Windows one-click install

Download or clone this repository, then double-click:

install.bat

If ai-scraper is not recognized after installation, add your Python Scripts directory to PATH or run commands through:

py -m ai_scraper.cli --help

Quick Start

# Set your GitHub token (optional, increases rate limit)
export GITHUB_TOKEN=your_token_here

# Scrape AI repositories from GitHub (default)
ai-scraper scrape

# Scrape from GitLab
ai-scraper scrape --platform gitlab

# Scrape from self-hosted GitLab
ai-scraper scrape --platform gitlab --gitlab-url https://your-gitlab.com/api/v4

# Scrape with progress bar
ai-scraper scrape --progress

# Windows one-click run: double-click run.bat
# Default Markdown report: output\repositories.md

# Concurrent scraping (faster)
ai-scraper scrape --concurrent

# Incremental scraping (repos updated in last 7 days)

• • • • •

→ Task set
**1)** Reproduce the README excerpt word for word, starting at "# Scrape with" and ending at "Concurrent scraping (faster)".
**2)** Rewrite the records starting at the line containing "Could you please pick out the white" and ending at the line containing "Target: white shirt", with "white shirt" changed to "striped shirt" and nothing else altered. Return only those lines, and leave out any pictures.
The README excerpt and the records are independent of each other.

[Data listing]
• • • • •

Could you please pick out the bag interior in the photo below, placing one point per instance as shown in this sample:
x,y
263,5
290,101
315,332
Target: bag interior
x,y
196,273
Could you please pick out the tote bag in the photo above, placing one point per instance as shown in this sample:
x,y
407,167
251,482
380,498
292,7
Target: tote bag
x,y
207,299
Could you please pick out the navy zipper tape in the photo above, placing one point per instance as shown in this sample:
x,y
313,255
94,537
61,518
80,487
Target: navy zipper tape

• • • • •

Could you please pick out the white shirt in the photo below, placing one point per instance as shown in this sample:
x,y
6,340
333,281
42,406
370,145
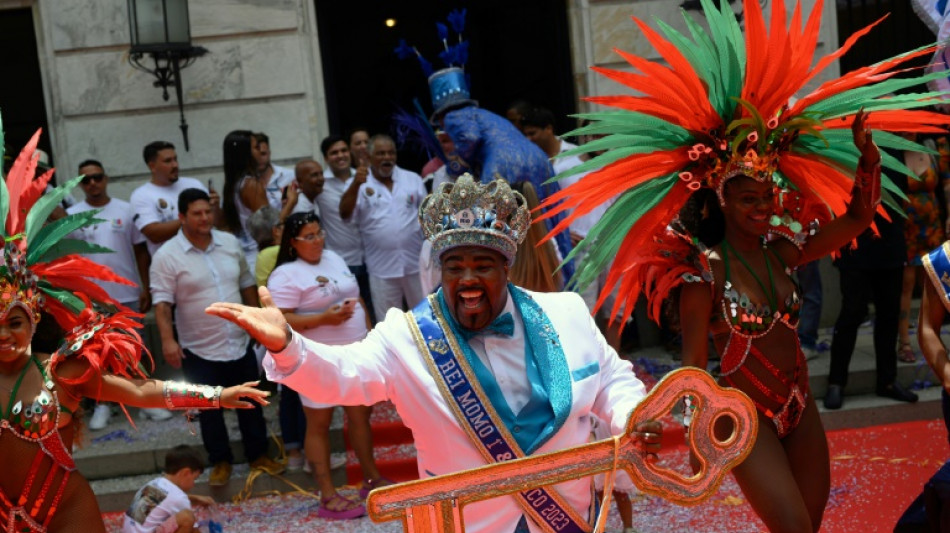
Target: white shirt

• • • • •

→ Response list
**1)**
# Scrape with progress bar
ai-scraper scrape --progress

# Windows one-click run: double-click run.bat
# Default Markdown report: output\repositories.md

# Concurrent scraping (faster)

**2)**
Could you please pick out the striped shirt in the photo below, placing one point per instance as shown in this sample:
x,y
6,340
333,281
42,406
370,145
Target: striped shirt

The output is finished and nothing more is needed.